Top of Exercise data
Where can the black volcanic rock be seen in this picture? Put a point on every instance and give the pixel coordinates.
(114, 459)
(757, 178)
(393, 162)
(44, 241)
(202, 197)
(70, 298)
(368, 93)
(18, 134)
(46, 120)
Bottom of Exercise data
**Aim of the exercise**
Extract the entries above verbatim.

**Output for this exercise**
Where can the black volcanic rock be seen in this picture? Put a point on every instance and give the pixel coordinates.
(114, 459)
(757, 178)
(393, 162)
(44, 241)
(202, 197)
(70, 298)
(368, 93)
(18, 134)
(46, 120)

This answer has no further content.